LCT: You have written about gun violence and racial tension. As a writer, what is your vision for addressing the huge problems facing our country today? 

LM:  I’ve been thinking about what it means to be a white woman of privilege in Connecticut. I think the best thing I can do is to be honest about my own reactions. Being white doesn’t protect me against feelings of terror, disgust, and hopelessness. Writing about it makes me feel less helpless. When someone reads one of my poems and identifies with it, it makes me feel a little more hopeful.

LCT: I noticed you serve on the advisory committee for The Sunken Garden and you’re on the board for the press, Word Works. You formerly served on the board for the James Merrill House, and you continue as series editor for Tenth Gate. How do these activities reflect your view on writers’ involvement in the broader community as a form of activism? 

LM: Being involved in these activities is a way for me to be most effective. In the 4 years I worked with the James Merrill house residency, I focused on shortening the residency to a month and I encouraged women and people of color to apply. I was on the selection committee for a while. At Word Works, I noticed how many mid-career poets lose their publishers. The American literary trend is to reward the young emerging writer. I felt there should be a prize only for mid-career poets. The president of Word Works, Nancy White dared me to follow through.  I created Tenth Gate prize in honor of Jane Hirshfield whose poetry and essay collections, Nine Gates and Ten Windows have been essential to me. This prize is for poets who have at least three books. I look for a book that could not have been written as a first or second book, and there’s a wealth of them. American poetry is very rich. 

LCT: Can you recommend a poet that you think people should know about?

LM: Melissa Green who is in her mid-sixties and whose voice is like no one else writing today. Her poems are erudite, wildly beautiful, and can be very dark. Both Derek Walcott and Joseph Brodsky championed her work. Crippling depression has circumscribed her life and it’s gotten difficult for her to write. I admire her a great deal and am proud to be a friend. She is a writer’s poet.

__REQUIRED TASKS__
1) Reproduce the part of the poetry interview starting with "LCT: Can you" and going on through "a writer’s poet.".
2) Write the next part of the poetry interview, picking up after its final sentence.

__ENTRIES SHOWN__
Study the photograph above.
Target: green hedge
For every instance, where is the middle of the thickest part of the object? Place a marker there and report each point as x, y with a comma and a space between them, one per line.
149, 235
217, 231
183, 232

__EXPECTED OUTPUTS__
1)
LCT: Can you recommend a poet that you think people should know about?

LM: Melissa Green who is in her mid-sixties and whose voice is like no one else writing today. Her poems are erudite, wildly beautiful, and can be very dark. Both Derek Walcott and Joseph Brodsky championed her work. Crippling depression has circumscribed her life and it’s gotten difficult for her to write. I admire her a great deal and am proud to be a friend. She is a writer’s poet.

2)
LCT: I know you teach writing at Central Connecticut State University. How does the teaching of creative writing help or hinder your own work?

LM: One thing I had to get used to when I began teaching eight years ago was the diversity. There are lots of city students and recent immigrants. Many are first generation college students and English-as-a-second language students. I have two or three ESL students each semester. It helped me to become more empathetic. Empathy is key to understanding your own perspective and limitations. One thing I tell my students each semester is: I teach you how to write, not what to write. My writing is based on my own obsessions. I want to give voice to those who have been marginalized, particularly the mentally ill. There is such a stigma of mental illness in our culture. I am also a feminist. Honestly I never thought I would get to be this age and have to worry about whether safe and legal abortion will continue in the United States.

LCT: What is a topic for a poem you want to write but have thus far been unable to write?

LM: I want to write a poem to my mother but I have not been able to get there. It’s been hard to create a piece of art about something so difficult. The subject requires a great deal of emotional restraint and I’m not there yet.

LCT: Anything else about your writing or activism that you’d like to share with Wordpeace readers?

 LM: My literary activism is my way of getting agency in the world. It makes me feel less helpless. I think I’m old enough to understand that I’m not going to be a great change agent in the world but that doesn’t let me off the hook for living kindly and honestly. Activism is a kind of courage and courage is really important—especially at this time in American history.